Hastalığın günümüzde tanı ve tedavisinin zor olmadığını belirten Doç. Dr. Akyol, “Tanısı çok kolay bir hastalık, ilaçları elimizde olan bir hastalık, ancak tedavide hiç istediğimiz düzeyde olmadığımız bir hastalık. Hastalar çok şiddetli bir ağrıyla geliyor. Şikayetleri düzelince ortalıktan kayboluyor. Şimdi burada hekimin yapacağı iş, tedavi ve ilaç tedavisi vermek. Hastaya düşen görevler nelerdir? İlacını düzenli kullansın, kontrollerine düzenli gitsin. Diyet konusunda hastaları çok fazla sıkmamıza gerek yok. Uygulanmayacak şey söylediğin zaman hastaya, hasta zaten onu yapmıyor, uygulamıyor. Onun için uygulanabilir bir diyet hastaya vermemiz lazım. Bir kere diyet konusunda hasta ile orta yolu bulmamız lazım. Yani 7 gün değil de mesela 3 gün, 4 gün yesin. Bir porsiyon değil de yarım porsiyon yesin. Yani tamamen böyle bir proteini sıfırlama, tamamen et yememe gibi bir diyetimiz yok. Spor, egzersiz çok kıymetli. Bol sıvı tüketimi ve obeziteye dikkat etmemiz lazım. Bunların hepsi bir arada dengeli bir şekilde götürüldüğü zaman hastalık vücuda, eklemlere, diğer organlara hiç birine hasar vermeden sağlıklı bir şekilde hastamızın tedavisini sürdürebiliriz” diye konuştu.

[Alıntılanan veriler]:
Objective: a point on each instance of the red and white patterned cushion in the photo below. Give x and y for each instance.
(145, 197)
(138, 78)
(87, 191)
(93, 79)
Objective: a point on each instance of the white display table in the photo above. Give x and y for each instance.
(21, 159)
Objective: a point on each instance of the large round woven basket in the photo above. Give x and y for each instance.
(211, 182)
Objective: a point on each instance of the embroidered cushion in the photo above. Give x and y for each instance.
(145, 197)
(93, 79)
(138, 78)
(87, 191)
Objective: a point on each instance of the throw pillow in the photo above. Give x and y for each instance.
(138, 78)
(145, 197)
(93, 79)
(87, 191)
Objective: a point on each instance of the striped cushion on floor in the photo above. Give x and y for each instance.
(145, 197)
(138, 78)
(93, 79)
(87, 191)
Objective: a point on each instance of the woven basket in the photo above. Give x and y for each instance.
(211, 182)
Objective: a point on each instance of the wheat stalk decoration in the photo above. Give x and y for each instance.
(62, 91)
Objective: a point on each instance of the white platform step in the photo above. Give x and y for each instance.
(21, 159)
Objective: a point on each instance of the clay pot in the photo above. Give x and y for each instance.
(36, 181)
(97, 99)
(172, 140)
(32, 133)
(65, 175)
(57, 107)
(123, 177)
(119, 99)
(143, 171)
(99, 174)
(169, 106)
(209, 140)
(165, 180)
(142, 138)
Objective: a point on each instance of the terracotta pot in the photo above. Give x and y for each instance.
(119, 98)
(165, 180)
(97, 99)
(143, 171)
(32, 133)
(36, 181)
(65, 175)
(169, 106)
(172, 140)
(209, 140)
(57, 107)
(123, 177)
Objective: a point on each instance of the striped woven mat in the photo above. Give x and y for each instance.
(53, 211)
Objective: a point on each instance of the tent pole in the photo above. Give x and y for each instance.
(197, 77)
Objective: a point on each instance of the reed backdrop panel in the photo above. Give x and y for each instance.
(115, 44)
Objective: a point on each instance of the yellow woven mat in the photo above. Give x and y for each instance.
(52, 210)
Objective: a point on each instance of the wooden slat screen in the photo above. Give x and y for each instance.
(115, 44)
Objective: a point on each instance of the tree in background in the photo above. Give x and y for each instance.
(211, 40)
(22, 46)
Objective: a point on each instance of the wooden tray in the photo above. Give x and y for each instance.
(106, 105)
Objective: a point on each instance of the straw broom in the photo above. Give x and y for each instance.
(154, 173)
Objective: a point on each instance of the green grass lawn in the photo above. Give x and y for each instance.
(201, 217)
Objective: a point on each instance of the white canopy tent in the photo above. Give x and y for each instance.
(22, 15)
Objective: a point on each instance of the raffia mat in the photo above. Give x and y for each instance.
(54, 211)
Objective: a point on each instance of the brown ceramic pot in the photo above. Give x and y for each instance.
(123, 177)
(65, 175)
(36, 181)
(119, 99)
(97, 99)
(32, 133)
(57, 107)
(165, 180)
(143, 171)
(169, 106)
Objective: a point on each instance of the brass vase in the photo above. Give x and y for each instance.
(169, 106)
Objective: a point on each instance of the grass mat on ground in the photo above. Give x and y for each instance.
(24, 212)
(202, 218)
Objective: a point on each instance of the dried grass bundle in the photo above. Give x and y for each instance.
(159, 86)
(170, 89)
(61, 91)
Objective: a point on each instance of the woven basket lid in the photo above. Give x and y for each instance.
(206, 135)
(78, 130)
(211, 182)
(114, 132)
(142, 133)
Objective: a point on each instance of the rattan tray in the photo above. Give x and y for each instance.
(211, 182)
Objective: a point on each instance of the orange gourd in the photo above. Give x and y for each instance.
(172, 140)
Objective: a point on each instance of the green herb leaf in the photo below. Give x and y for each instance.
...
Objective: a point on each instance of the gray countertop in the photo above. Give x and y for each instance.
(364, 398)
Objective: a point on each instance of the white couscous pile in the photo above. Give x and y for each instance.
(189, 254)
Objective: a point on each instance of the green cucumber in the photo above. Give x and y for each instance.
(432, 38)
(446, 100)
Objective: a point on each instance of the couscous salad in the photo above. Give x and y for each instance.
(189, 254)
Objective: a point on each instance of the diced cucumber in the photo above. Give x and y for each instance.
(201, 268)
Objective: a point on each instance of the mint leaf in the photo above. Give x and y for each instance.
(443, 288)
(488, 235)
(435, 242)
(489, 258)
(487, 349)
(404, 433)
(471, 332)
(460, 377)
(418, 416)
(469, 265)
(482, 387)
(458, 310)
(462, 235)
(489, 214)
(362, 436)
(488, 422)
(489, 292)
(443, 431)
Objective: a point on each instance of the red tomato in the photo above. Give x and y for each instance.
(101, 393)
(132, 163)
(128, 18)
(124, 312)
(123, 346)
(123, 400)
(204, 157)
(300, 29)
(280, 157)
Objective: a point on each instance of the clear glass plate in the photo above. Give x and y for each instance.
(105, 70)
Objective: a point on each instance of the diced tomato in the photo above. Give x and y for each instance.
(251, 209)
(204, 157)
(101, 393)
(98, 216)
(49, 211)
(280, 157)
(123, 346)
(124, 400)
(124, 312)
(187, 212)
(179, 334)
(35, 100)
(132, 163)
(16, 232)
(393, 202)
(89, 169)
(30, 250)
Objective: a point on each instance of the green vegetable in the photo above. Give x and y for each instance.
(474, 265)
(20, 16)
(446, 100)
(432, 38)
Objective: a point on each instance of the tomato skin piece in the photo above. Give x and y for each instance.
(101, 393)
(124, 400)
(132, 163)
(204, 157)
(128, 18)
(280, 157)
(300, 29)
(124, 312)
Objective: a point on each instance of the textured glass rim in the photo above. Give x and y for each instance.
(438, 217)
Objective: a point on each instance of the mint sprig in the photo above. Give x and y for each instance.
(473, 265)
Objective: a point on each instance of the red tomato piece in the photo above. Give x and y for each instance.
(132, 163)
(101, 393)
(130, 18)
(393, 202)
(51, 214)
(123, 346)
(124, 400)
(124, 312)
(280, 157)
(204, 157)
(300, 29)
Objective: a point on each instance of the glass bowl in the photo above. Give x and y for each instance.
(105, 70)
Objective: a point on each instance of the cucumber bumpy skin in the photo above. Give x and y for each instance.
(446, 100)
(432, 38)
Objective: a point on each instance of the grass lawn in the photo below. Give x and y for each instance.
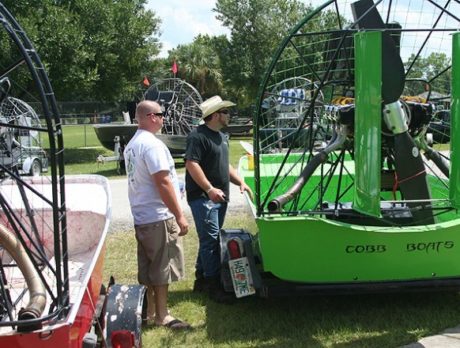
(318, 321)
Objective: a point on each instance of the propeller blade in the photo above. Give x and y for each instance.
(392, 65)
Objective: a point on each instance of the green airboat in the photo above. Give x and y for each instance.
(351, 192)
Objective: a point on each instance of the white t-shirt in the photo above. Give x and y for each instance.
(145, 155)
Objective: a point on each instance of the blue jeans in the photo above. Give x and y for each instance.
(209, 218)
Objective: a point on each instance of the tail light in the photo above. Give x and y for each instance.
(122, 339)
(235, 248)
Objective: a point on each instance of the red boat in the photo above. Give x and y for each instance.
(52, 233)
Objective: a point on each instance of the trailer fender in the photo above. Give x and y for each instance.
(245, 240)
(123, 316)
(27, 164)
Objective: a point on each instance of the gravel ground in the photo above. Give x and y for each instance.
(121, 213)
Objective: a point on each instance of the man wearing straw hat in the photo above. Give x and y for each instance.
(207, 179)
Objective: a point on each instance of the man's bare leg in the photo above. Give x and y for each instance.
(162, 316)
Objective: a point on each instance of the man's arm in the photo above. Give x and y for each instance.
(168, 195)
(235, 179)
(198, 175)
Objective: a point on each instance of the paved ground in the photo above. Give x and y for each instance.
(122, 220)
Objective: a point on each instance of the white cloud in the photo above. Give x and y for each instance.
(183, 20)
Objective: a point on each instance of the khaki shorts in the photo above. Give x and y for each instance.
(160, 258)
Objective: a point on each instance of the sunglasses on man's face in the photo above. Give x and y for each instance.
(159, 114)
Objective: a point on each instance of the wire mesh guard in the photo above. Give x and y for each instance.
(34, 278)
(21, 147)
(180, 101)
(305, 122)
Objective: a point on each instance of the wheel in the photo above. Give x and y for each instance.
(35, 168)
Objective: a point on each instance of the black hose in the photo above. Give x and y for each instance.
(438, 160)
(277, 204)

[Görev]:
Hastalığın tanı ve tedavisini anlatan metne göre şu ifadeleri evet ya da hayır diye değerlendirin ve her birinde kararı belirleyen sözleri metinden aynen alıntılayın: 1. Doktor, hastaların diyet konusunda çok sıkılması gerektiğini söylüyor. 2. Hastalığın tanısı kolaydır. 3. Önerilen diyette et tamamen yasaklanıyor.

[Yanıt]:
1. Hayır: "Diyet konusunda hastaları çok fazla sıkmamıza gerek yok."
2. Evet: "Tanısı çok kolay bir hastalık"
3. Hayır: "tamamen et yememe gibi bir diyetimiz yok"